ZU BEARBEITEN:
- a) Beantworte zum Forentext über Kopfhörer diese Punkte und kennzeichne die Antworten genauso:
(i) Was sagt der erste Abschnitt über den Hochtonbereich des 770 Pro?
(ii) Ab welchem Preisbereich sollte man laut iceman650 zumindest probehören?
(iii) Welche Geräte möchte thysol an die Soundkarte anschließen?
- b) Führe den Forentext über Kopfhörer nach seinem letzten Satz weiter.

DOKUMENTTEXT:
---+---

Wenn du ihn am Onkyo anschliesst, kannst du bequemer die Laustärke anpassen. Einen integrierten Kopfhörerverstärker wird der Onkyo nicht haben. In der Bedienungsanleitung habe ich diesbezüglich jedenfalls Nichts gefunden. Könnte mich aber auch irren.

Wie schon beim letzten Beitrag erwähnt solltest du, falls irgenwie möglich, dir die den Kopfhörer vor dem Kauf anhören. Der 770 Pro hat einen eher dumpfen Hochtonbereich. Es könnte gut sein, dass dir deshalb z.B. der Audio-Technica besser gefällt. Bei mir wars nicht so, aber jeder empfindet anders.


----------



## iceman650 (7. November 2010)

Ich würde eigentlich allgemein erst einmal Probehören, zumindest in Bereichen von 150€ und mehr. Schließlich kaufst du solch einen Hörer nicht alle Tage. Und für das Geld würde ich nicht das für mich zweitbeste akzeptieren. In Bereichen von 50€ kann ich ja ohne Probezuhören akzeptieren aber in solchen Bereichen sollte man sich vorher zumindest vergewissern, dass einem der Hörer gefällt. 

Mfg, ice


----------



## thysol (7. November 2010)

Probehoeren geht am ***** Welt leider nicht. Welche Soundkarte sollte ich denn zu dem Kopfhoerer dazu kaufen? Ich wuerde auch gerne mein Onkyo A-9155 + Klipsch RB-81 an die Soundkarte anschliessen.

---+---

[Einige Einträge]

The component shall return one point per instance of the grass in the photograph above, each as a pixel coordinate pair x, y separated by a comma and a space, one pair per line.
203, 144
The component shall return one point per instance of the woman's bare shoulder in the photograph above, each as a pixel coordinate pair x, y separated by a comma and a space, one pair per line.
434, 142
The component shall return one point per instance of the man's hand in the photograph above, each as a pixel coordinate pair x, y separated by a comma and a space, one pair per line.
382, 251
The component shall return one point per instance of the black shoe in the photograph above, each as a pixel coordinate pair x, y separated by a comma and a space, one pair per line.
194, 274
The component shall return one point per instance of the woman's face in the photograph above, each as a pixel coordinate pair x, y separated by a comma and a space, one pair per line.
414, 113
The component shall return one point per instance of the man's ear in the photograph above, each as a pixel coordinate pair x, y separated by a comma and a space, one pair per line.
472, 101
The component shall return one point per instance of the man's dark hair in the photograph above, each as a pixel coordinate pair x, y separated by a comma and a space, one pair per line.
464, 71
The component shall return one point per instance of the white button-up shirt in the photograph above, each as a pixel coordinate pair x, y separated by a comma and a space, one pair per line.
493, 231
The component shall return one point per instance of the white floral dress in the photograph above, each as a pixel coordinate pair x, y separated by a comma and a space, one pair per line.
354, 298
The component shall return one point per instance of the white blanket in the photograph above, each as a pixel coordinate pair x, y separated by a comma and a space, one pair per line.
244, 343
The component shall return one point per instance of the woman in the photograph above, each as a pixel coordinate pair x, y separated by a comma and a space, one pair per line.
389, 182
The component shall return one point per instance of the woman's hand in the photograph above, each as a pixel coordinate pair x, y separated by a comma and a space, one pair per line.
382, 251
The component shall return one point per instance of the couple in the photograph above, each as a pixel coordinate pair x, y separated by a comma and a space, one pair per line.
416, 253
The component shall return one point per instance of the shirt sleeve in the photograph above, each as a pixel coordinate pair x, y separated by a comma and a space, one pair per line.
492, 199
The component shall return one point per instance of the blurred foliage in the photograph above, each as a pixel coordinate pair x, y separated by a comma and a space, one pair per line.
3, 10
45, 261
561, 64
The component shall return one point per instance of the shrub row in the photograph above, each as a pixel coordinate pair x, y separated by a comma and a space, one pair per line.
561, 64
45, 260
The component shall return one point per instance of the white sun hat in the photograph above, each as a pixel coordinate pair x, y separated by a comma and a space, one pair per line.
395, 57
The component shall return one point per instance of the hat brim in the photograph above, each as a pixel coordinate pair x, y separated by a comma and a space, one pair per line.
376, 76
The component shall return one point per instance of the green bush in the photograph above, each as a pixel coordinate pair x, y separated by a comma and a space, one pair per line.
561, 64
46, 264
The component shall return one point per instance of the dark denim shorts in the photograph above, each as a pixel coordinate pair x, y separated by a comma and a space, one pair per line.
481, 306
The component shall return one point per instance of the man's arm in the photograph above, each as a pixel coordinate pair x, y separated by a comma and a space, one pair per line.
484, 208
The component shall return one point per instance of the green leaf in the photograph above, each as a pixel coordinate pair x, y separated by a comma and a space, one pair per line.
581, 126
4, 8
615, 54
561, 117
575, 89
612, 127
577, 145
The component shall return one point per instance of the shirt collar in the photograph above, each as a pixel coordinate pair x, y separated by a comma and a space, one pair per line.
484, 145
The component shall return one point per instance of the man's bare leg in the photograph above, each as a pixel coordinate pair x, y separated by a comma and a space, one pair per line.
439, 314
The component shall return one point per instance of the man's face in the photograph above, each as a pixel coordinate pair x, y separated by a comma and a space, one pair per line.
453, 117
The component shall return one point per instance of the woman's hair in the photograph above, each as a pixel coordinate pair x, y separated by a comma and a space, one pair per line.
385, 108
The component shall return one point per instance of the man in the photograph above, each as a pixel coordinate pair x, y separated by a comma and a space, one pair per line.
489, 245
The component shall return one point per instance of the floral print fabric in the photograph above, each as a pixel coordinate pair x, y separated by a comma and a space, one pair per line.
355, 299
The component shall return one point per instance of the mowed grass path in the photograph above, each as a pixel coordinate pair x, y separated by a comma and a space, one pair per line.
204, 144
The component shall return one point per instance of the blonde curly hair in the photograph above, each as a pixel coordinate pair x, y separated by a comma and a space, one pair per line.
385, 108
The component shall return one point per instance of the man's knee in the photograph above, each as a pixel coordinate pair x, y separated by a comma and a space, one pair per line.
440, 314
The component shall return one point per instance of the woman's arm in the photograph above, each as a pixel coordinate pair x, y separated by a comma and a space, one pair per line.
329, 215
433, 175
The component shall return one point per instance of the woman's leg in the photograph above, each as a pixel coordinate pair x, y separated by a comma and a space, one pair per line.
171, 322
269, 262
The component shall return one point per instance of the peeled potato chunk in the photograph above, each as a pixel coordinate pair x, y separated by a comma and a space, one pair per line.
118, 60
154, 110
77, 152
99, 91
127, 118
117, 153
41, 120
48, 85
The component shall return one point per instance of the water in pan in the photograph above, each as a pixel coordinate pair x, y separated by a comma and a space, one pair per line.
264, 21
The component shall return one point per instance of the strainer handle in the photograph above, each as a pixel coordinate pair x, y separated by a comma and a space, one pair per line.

---+---

LÖSUNGEN:
- a)
(i) Er sei eher dumpf.
(ii) Ab 150€.
(iii) Seinen Onkyo A-9155 und die Klipsch RB-81.

- b)
----------



## querinkin (7. November 2010)

Eine Asus Xonar Essence wäre ein Tip. Die hätte einen Kopfhörerverstärker integriert. Ist allerdings ziemlich teuer. 

Den Audio-Technica oder den Beyerdynamic DT770 Pro (80Ohm) könntest du auch an einer Asus Xonar DX/D1 betreiben. Die wäre einiges preiswerter. Würde meiner Meinung nach vollkommen ausreichen. Habe meinen 770 Pro (250Ohm) auch schon an meiner Xonar DX angeschlossen. Von der Lautstärke her völlig ausreichend. Ob mit einem Kopfhörerverstärker die Dynamik, die Bässe oder was auch immer besser wären, kann ich dir nicht sagen. 
Falls du dir jedoch trotzdem eine Essence leisten willst würde ich eher zur 250Ohm Variante des Beyerdynamic greifen.


----------



## thysol (7. November 2010)

Ich denke ich nehme dann die Asus Xonar DX. Wie kann ich denn dann gleichzeitig den Onkyo A-9155 und die Beyerdynamic DT770 Pro an die Soundkarte anschliessen?


----------



## iceman650 (7. November 2010)

Warum machst du nicht den KH an den Amp?
Aber naja, wenn du blind 150€ rausfeuern musst. Aber bitte erzähl dann nicht sowas wie "kauf dir den DT770 Pro, der ist super, ich hab aber nich nichts anderes gehört".

Mfg, ice


----------



## Fussballchecker (7. November 2010)

Bei deinem Budget empfiehlt sich das hier bereits genannte Produkt von Beyerdynamic oder die ATH-A900.

Wenn du noch ein paar Euro drauflegen kannst, kaufst du die Beyerdynamic DT 880 oder Denon AH-D2000, die sich beide hervorragend fürs Spielen eignen und im Musikbereich klar stärker sind als die o.g.

EDIT: Und um deine Frage zu beantworten: Kopfhörer + Mikrofon ist der richtige Weg. Jedoch empfiehlt sich für +150€-Kopfhörer wie die hier genannten eine Soundkarte mit Verstärker (d.h. Auzentech X-Fi Forte, Asus Essence etc.) oder ein dedizierter Kopfhörerverstärker.


----------



## iceman650 (7. November 2010)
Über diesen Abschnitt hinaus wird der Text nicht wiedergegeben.